#### Input records ####

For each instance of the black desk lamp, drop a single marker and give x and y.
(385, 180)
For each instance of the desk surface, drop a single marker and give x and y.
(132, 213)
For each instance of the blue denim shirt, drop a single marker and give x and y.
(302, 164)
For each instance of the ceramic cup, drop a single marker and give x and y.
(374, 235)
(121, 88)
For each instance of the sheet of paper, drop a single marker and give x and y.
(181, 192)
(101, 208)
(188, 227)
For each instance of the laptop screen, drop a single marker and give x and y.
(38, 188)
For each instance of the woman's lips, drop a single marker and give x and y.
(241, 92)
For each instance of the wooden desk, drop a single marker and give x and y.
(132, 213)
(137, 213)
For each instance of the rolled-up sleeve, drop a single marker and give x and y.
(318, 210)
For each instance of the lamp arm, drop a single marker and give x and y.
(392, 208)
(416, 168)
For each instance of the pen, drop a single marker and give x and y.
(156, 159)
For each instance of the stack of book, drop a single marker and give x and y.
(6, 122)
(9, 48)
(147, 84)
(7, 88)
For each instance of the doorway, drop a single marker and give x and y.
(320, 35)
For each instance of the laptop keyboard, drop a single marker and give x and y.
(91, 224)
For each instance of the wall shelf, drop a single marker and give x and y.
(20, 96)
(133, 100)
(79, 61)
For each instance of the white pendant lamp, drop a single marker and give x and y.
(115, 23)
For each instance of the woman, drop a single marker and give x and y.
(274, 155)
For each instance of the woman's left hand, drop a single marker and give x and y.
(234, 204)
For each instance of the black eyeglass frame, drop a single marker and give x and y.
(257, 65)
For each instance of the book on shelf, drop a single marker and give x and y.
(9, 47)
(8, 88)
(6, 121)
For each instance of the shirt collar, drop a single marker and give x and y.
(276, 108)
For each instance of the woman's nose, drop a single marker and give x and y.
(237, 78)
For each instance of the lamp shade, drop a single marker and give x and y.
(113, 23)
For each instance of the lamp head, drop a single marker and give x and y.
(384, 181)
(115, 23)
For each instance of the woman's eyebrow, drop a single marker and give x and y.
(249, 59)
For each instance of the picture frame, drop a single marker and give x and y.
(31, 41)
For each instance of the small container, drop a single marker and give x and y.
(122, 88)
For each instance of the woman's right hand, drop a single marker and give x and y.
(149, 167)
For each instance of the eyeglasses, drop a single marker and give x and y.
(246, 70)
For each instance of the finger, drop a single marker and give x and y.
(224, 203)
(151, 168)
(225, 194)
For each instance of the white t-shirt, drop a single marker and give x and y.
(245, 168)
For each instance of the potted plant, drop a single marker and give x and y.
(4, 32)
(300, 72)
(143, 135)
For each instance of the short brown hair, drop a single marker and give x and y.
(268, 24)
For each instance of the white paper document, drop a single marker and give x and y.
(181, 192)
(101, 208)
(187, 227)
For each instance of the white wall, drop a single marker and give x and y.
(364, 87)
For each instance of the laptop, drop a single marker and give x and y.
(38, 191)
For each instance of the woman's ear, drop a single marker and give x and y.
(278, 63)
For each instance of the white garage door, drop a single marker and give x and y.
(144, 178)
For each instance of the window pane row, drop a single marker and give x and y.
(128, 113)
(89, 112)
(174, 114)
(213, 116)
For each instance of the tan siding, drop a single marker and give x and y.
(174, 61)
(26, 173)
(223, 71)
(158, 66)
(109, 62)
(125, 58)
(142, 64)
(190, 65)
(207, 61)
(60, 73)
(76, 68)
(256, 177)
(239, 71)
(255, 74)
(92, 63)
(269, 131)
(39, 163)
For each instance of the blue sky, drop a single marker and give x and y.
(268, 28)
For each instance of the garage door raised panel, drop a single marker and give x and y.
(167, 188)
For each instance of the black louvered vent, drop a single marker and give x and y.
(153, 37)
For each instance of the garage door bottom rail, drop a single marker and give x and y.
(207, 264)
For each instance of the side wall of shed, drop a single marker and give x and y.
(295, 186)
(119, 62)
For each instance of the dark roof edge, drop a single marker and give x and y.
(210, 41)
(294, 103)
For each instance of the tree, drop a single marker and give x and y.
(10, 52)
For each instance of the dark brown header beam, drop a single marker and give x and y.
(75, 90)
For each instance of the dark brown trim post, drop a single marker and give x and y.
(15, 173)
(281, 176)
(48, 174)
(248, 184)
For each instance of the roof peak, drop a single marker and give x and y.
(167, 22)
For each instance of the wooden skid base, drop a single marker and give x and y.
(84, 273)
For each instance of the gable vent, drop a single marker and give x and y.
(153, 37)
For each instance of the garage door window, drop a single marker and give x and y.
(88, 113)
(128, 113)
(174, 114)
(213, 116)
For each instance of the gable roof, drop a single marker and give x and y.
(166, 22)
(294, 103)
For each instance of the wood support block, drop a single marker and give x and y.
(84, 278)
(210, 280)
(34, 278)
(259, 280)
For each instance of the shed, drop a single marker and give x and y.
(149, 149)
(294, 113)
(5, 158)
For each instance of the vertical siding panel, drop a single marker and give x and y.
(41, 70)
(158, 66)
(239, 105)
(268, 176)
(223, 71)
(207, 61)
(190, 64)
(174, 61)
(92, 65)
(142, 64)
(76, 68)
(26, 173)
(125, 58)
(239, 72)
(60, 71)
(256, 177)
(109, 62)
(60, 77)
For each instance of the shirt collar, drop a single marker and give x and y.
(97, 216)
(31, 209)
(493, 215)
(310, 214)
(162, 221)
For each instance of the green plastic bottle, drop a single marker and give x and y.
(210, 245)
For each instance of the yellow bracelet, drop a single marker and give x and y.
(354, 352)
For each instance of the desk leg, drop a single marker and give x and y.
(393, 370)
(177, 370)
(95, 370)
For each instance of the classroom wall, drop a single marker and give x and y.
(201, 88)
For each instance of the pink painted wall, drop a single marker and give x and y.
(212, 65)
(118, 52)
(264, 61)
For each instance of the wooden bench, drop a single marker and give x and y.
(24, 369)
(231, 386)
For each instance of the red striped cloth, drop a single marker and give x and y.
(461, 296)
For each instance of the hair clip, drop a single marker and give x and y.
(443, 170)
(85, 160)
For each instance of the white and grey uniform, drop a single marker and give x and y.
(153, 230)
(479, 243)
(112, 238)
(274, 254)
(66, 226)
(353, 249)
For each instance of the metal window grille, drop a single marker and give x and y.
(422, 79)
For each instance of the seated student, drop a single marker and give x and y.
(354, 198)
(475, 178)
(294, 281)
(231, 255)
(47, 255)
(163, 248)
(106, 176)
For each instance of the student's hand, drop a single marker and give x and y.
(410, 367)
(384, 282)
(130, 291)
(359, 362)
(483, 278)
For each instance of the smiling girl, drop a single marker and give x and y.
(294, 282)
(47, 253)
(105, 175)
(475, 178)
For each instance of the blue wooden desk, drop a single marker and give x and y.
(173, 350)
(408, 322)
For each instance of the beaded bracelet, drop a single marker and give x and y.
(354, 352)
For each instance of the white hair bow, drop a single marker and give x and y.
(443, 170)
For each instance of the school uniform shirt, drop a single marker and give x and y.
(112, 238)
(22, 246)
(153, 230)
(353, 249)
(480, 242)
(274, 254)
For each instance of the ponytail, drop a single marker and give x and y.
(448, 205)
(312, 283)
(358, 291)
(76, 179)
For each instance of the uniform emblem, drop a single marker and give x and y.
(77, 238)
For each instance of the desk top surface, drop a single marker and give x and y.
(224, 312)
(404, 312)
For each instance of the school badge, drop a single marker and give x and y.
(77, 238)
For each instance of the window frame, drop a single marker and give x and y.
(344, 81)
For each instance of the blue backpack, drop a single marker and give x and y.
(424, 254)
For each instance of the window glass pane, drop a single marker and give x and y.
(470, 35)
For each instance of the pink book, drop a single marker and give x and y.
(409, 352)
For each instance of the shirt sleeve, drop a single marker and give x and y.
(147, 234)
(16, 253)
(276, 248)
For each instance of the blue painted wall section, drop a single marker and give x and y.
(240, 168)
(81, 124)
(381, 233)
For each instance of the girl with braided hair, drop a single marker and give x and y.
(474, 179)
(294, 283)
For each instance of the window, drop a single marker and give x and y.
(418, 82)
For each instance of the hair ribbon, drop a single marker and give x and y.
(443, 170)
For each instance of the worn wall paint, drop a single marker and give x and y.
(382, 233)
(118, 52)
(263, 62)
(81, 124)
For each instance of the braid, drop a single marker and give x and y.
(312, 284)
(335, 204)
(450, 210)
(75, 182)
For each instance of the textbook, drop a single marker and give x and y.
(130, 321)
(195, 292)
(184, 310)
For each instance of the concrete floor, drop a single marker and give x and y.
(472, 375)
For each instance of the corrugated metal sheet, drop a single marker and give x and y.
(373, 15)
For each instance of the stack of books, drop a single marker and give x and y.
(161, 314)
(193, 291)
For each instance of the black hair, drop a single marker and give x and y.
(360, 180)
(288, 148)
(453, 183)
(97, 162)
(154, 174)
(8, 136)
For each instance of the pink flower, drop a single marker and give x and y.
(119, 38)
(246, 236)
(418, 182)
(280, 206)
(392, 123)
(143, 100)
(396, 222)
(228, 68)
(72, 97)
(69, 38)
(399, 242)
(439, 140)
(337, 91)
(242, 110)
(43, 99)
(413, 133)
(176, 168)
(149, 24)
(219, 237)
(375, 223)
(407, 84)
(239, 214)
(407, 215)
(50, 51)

####
#### Input records ####

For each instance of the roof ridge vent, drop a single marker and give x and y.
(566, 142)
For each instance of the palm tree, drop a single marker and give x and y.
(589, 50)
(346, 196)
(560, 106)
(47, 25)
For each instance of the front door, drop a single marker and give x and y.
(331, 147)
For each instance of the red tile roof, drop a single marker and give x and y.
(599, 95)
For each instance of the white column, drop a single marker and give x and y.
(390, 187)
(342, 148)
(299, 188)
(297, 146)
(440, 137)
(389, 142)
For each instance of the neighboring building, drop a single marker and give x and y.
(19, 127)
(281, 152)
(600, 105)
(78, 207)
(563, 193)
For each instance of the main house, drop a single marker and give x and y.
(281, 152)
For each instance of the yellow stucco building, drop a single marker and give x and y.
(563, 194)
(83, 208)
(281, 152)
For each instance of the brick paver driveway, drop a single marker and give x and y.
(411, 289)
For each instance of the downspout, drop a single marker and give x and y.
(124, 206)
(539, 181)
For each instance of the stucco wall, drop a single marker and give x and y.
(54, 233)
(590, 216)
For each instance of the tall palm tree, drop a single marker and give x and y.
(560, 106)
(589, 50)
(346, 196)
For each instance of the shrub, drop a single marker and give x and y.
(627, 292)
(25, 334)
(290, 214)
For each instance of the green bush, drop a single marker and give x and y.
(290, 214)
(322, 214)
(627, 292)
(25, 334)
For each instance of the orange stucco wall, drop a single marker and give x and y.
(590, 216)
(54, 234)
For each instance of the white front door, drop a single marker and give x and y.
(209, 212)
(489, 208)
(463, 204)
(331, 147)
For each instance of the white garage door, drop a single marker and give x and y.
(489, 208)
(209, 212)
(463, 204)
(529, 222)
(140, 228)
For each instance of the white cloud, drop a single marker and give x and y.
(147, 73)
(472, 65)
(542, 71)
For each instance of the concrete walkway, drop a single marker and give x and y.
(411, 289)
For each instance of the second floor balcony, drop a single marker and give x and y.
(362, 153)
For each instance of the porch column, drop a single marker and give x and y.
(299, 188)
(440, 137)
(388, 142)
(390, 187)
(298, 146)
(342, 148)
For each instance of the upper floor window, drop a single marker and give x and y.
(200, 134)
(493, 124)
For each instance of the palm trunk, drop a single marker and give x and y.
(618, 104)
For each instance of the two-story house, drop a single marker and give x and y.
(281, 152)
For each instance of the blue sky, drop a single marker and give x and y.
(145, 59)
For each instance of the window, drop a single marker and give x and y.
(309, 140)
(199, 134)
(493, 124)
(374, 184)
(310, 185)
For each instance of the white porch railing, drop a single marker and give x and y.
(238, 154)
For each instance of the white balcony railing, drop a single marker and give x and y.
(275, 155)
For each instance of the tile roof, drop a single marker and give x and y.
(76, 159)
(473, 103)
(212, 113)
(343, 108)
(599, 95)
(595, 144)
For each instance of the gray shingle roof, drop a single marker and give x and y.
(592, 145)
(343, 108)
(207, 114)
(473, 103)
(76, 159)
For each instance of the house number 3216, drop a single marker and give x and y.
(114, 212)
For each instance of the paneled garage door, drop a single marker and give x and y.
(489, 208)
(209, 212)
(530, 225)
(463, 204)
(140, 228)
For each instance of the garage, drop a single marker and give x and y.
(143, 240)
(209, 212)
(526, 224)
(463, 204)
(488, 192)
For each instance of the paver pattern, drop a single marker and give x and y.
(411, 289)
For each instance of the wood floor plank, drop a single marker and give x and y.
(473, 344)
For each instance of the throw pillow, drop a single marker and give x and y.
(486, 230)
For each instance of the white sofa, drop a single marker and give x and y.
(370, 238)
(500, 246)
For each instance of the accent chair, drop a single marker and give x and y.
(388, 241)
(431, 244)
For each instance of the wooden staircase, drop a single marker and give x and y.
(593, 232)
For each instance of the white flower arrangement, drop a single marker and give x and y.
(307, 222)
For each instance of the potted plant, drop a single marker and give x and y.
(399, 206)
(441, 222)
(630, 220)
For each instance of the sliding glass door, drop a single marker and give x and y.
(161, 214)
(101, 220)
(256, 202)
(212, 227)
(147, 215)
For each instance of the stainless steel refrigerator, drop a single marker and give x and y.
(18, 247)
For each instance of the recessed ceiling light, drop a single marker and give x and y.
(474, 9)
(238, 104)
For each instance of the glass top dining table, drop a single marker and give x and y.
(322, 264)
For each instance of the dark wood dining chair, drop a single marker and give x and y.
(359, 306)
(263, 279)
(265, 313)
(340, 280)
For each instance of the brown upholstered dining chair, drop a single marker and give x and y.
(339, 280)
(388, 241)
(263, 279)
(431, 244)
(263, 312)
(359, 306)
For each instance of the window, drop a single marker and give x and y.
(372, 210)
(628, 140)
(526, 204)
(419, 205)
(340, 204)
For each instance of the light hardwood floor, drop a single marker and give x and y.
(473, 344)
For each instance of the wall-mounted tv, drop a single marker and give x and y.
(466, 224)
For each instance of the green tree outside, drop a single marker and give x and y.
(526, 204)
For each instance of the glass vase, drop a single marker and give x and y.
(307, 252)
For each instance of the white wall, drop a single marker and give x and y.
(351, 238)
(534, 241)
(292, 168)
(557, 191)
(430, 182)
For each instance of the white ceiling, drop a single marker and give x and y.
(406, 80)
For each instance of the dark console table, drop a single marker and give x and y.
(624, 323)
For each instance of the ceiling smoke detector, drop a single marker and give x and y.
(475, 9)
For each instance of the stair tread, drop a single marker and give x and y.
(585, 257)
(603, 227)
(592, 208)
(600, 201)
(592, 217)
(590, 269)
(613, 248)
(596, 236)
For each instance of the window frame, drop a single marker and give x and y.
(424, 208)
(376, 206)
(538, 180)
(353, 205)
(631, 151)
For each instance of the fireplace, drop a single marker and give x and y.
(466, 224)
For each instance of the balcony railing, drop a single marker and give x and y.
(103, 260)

####

Report every line in the entries that contains the word "laptop", copying each such line in full.

> Result of this exercise
For each instance of the laptop screen, drop a single marker and give x and y.
For each instance of the laptop keyboard, drop a single marker and give x and y.
For each instance of the laptop, drop a single marker and give x and y.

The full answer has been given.